■ Task ■
Could you edit the part of the material that opens with the line containing "Guideline: if the small" and closes with the line containing "473;150;498;165", so that "small stone" becomes "loose pebble" and nothing else changes? Return only those lines.

■ Record list ■

-------------------------

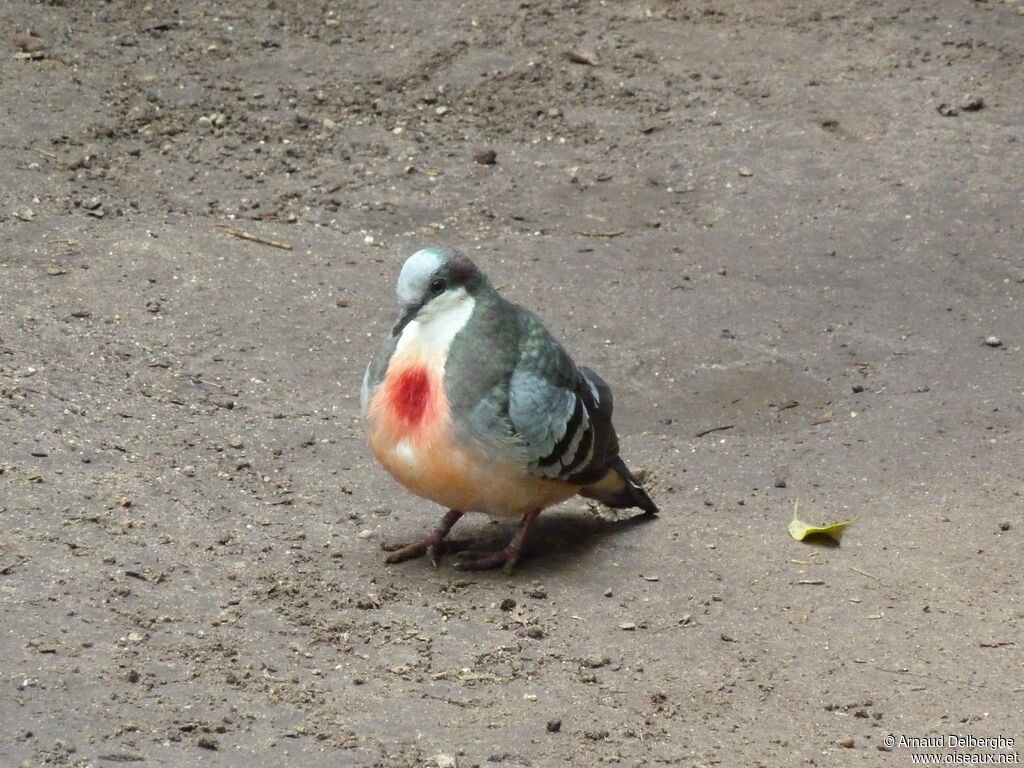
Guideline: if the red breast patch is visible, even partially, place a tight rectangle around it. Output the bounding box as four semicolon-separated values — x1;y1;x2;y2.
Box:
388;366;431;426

-------------------------

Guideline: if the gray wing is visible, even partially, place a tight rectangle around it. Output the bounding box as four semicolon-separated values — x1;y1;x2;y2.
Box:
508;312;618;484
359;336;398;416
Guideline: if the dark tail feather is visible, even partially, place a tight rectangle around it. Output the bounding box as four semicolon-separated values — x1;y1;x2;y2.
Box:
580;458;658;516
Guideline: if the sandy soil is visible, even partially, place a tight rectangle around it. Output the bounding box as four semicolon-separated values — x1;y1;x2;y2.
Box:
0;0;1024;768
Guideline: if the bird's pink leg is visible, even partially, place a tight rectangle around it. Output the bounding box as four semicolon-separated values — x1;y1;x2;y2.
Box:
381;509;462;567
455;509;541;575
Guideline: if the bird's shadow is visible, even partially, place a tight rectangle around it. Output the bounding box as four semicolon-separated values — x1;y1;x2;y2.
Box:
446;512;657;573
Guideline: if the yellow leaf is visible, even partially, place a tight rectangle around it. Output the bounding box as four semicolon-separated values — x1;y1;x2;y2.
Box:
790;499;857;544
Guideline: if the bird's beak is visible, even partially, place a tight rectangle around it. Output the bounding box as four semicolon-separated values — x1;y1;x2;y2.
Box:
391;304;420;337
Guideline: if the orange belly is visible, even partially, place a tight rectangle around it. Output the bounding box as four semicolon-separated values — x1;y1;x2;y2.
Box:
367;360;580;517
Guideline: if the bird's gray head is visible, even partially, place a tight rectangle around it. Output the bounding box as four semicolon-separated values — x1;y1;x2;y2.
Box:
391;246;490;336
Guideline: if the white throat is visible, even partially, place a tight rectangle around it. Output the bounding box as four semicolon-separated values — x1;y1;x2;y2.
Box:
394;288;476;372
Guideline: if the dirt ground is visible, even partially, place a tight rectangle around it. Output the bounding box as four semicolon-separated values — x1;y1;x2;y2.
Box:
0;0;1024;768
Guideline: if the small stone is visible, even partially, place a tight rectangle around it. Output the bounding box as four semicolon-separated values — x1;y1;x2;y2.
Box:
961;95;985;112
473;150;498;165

-------------------------

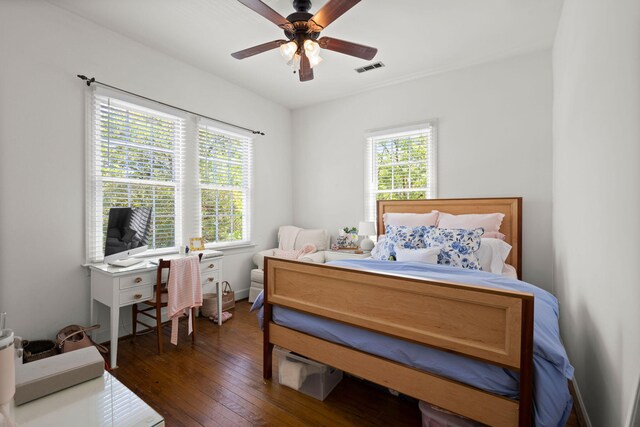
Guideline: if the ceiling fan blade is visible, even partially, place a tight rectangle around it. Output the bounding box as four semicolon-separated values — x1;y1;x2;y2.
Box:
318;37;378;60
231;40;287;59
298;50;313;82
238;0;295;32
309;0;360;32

-------------------------

■ Response for this exercise ■
Guideline: if the loose pebble is visible, even partially, place a tight rectangle around it. Output the bounding box as four semicolon-separated values — x1;y1;x2;y2.
Box:
961;95;985;112
473;150;498;165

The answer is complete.